[Image-grounded pointing data]
* * * *

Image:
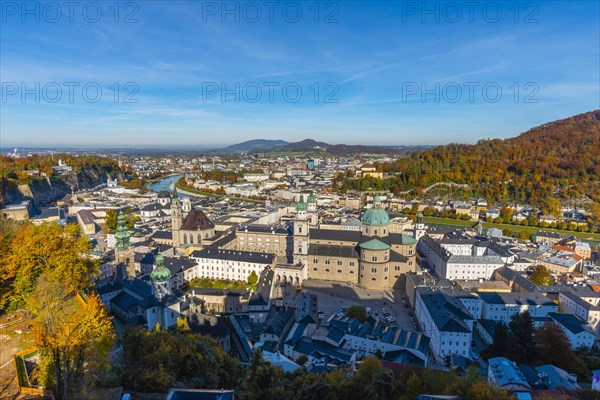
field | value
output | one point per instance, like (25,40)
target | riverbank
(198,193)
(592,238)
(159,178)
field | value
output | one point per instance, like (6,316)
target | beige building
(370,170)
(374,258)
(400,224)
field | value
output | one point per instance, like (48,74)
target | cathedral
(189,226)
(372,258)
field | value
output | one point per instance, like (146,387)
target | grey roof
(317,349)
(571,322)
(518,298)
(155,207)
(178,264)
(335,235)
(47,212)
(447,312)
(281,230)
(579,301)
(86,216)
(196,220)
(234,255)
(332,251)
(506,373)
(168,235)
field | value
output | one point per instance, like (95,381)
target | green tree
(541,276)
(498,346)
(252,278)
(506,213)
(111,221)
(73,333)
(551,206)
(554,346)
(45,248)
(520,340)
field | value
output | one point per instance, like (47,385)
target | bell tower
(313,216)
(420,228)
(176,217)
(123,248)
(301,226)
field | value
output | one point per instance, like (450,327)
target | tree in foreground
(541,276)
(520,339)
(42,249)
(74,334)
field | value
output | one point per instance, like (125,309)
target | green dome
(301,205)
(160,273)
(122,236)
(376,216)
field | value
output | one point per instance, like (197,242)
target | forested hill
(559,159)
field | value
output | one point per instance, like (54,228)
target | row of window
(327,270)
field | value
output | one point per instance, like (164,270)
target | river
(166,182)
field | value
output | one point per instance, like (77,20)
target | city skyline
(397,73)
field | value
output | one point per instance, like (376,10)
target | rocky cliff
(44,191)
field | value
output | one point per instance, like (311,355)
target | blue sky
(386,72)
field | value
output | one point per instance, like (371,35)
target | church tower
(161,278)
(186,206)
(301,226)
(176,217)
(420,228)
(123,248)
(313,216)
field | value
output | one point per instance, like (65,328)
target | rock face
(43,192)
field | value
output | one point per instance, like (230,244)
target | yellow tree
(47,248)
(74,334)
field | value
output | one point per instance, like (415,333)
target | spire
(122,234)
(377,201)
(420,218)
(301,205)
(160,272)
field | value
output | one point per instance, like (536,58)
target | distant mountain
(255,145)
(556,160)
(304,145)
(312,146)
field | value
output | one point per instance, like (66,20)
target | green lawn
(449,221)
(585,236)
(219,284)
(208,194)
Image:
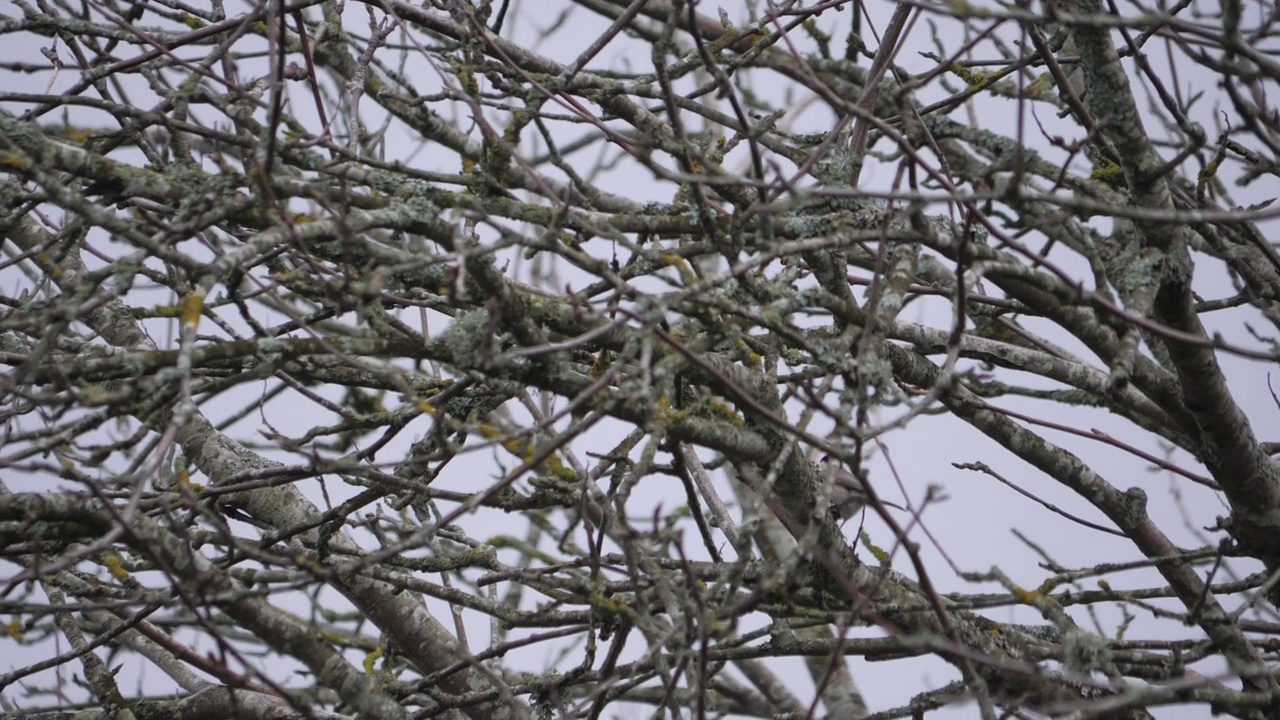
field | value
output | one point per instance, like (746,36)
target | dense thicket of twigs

* * * *

All of the entries above should be copied exactly, with the images left out.

Image:
field | value
output | one point per instance, like (25,40)
target | riverbank
(198,193)
(592,238)
(159,178)
field | value
output | one point per instance, like (6,316)
target | beige building
(370,170)
(374,258)
(400,224)
field | value
output | one point per instance, like (48,74)
target | cathedral
(189,226)
(372,258)
field | value
output | one point per instance, like (146,387)
target | grey roof
(317,349)
(571,322)
(518,298)
(155,207)
(178,264)
(335,235)
(47,212)
(447,312)
(281,230)
(579,301)
(86,216)
(196,220)
(234,255)
(332,251)
(506,373)
(168,235)
field | value
output | one point per instance, like (95,381)
target | green tree
(541,276)
(498,346)
(252,278)
(506,213)
(111,221)
(73,333)
(551,206)
(554,346)
(45,248)
(520,340)
field | value
output | one point per instance, like (47,385)
target | bell tower
(313,216)
(420,228)
(176,217)
(123,248)
(301,226)
field | value
output | one point per instance, like (450,327)
target | tree in foreground
(541,276)
(520,339)
(42,249)
(74,334)
field | value
output | one point per instance, like (125,309)
target | green dome
(301,205)
(160,273)
(122,236)
(376,216)
field | value
output | one point per instance, like (197,242)
target | forested hill
(559,159)
field | value
output | one point per instance, like (54,228)
target | row of window
(327,270)
field | value
output | one point per instance, like (164,270)
target | river
(166,182)
field | value
output | one point per instance, like (77,20)
target | city skyline
(397,73)
field | value
output | one point per instance, like (376,10)
target | rocky cliff
(44,191)
field | value
output | one point per instance, like (311,355)
target | blue sky
(386,72)
field | value
output | one point per instance, like (371,35)
target | church tower
(161,278)
(186,206)
(301,226)
(176,217)
(420,228)
(123,248)
(313,216)
field | value
output | one point per instance, like (65,328)
target | rock face
(43,192)
field | value
output | one point per instance, like (230,244)
target | yellow tree
(47,248)
(74,334)
field | value
output | one point per instance, like (415,333)
target | spire
(122,234)
(377,201)
(420,218)
(301,205)
(160,272)
field | value
output | one point per instance, like (536,58)
target | distant mountain
(255,145)
(556,160)
(304,145)
(312,146)
field | value
output | one point per instance, like (66,20)
target | green lawn
(449,221)
(585,236)
(219,284)
(208,194)
Image:
field | value
output | one point per instance, like (746,36)
target | dense thicket of twigs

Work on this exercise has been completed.